Among the records, how many lines contain "sandy"? Only the number is needed.

(Beginning of EXTRACTED INFORMATION)

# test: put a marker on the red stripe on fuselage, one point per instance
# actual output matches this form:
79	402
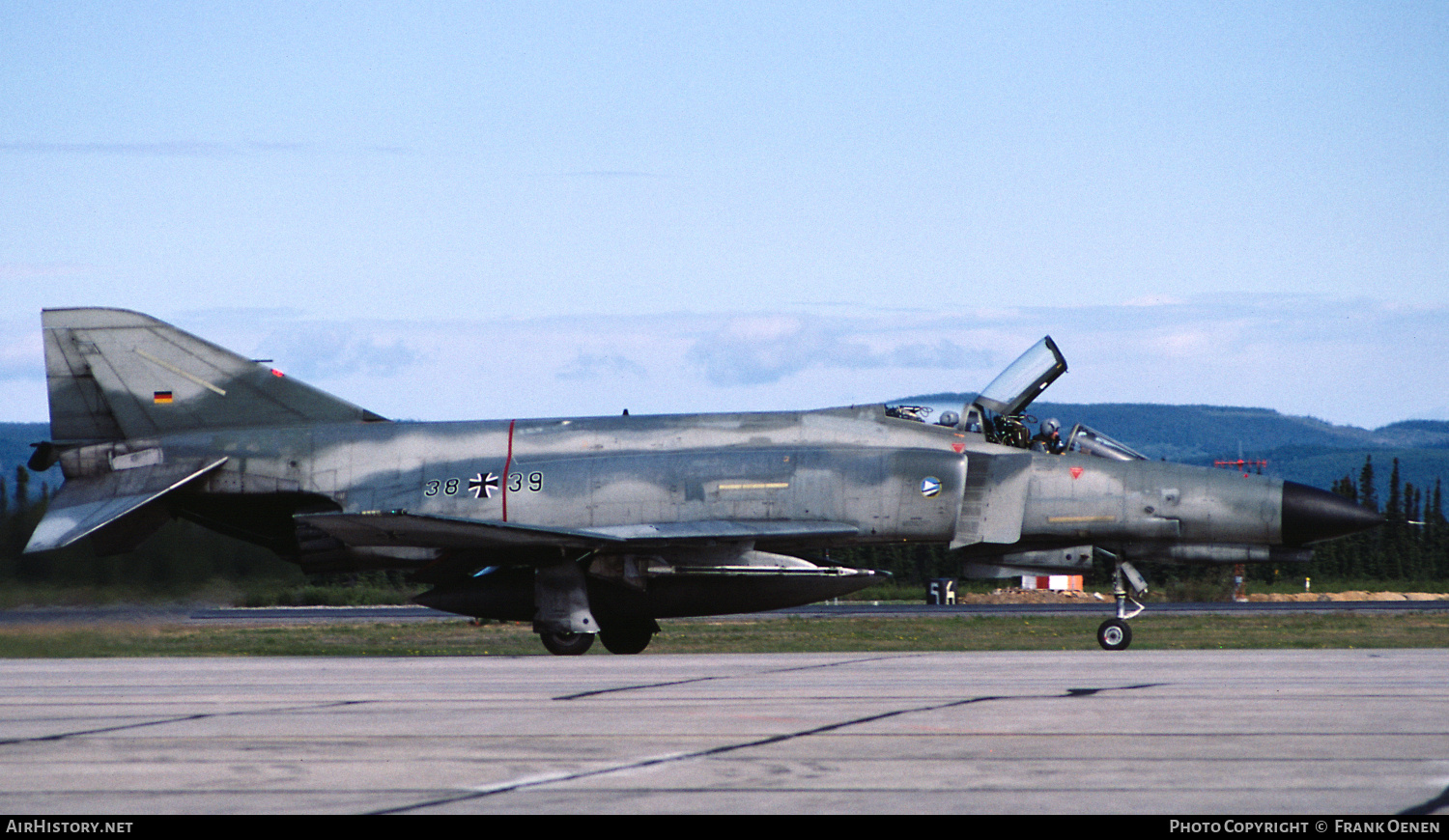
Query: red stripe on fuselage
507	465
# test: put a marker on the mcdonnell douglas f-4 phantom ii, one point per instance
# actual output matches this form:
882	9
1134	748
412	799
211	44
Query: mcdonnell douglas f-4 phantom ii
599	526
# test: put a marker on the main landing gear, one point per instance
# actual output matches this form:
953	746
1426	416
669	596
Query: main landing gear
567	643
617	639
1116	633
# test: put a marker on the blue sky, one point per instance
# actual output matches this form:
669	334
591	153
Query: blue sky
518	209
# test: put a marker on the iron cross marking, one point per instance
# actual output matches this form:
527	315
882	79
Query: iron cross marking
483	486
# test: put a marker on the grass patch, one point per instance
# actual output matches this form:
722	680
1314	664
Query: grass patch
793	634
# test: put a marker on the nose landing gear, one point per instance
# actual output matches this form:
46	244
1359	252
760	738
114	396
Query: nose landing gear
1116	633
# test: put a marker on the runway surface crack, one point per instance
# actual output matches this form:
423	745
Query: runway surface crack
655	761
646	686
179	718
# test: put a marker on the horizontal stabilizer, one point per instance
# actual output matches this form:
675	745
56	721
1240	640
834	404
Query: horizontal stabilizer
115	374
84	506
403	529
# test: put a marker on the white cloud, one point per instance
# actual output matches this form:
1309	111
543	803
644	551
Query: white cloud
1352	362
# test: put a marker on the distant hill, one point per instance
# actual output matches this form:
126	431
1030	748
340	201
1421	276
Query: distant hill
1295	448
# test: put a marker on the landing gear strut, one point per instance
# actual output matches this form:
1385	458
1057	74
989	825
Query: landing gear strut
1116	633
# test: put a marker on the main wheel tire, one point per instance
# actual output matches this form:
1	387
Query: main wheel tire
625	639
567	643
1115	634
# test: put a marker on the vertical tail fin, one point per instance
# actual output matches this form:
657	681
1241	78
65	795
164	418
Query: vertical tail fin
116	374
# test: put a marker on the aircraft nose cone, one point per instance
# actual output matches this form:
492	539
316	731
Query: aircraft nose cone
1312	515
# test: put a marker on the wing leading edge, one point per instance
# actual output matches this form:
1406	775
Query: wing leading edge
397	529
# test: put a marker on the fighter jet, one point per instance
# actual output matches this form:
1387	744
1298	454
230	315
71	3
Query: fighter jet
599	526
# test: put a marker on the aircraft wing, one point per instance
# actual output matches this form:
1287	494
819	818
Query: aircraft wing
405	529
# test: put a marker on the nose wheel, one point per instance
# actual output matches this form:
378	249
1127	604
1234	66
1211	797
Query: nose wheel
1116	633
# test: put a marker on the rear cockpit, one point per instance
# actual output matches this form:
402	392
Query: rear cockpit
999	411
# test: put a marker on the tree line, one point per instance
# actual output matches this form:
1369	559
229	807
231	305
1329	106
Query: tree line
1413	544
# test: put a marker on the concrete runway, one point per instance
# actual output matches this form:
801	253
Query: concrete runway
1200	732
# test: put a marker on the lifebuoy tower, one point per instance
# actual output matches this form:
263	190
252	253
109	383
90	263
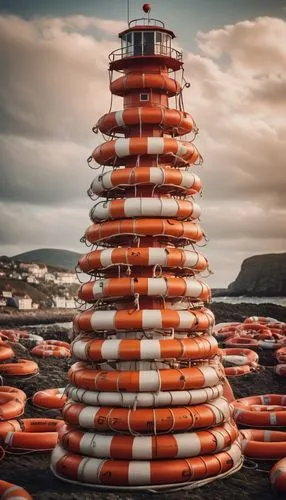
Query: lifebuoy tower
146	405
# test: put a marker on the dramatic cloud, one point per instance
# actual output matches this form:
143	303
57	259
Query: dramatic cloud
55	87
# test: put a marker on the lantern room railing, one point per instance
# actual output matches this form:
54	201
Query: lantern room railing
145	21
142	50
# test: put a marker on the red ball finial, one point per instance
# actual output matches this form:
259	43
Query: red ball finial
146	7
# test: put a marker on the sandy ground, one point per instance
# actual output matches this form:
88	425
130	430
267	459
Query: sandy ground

(End of EXTRACTED INFORMATION)

### WRITTEN ANSWER
2